## [WHAT IS ASKED]
Write out every item below again, requests included, and shift each coordinate in the answers by adding 36 to it, leaving the numbers in the requests and their format samples unchanged. Leave the pictures out.

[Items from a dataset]
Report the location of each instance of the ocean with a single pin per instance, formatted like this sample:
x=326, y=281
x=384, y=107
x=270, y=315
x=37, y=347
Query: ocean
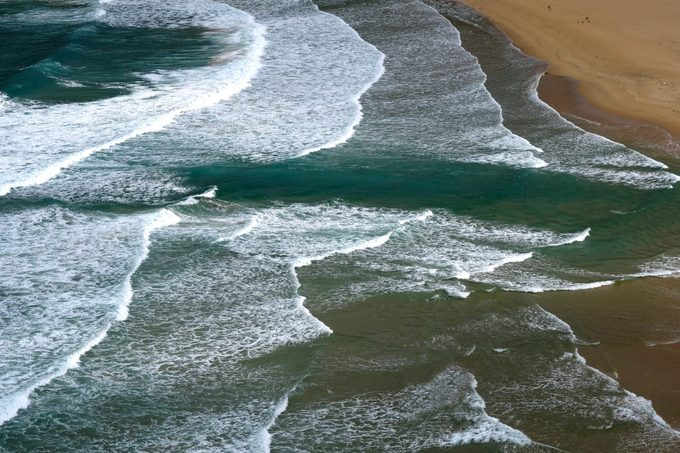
x=280, y=225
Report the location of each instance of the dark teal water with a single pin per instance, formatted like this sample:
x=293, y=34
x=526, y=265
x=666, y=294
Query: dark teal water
x=254, y=226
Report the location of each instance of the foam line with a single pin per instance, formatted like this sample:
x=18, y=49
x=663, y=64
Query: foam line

## [SOLUTION TO THE PROBLEM]
Report the location of each instance of the ocean with a single pin per instance, formatted like this sample:
x=326, y=281
x=384, y=107
x=270, y=315
x=37, y=347
Query: ocean
x=316, y=261
Report the location of each instance of the dark teal water with a single pin per instance, formatted like this sample:
x=293, y=34
x=526, y=265
x=666, y=294
Query: dark teal water
x=290, y=262
Report the location of each instance of the foam line with a single pin per instance, formatted like this sample:
x=18, y=49
x=663, y=64
Query: foam line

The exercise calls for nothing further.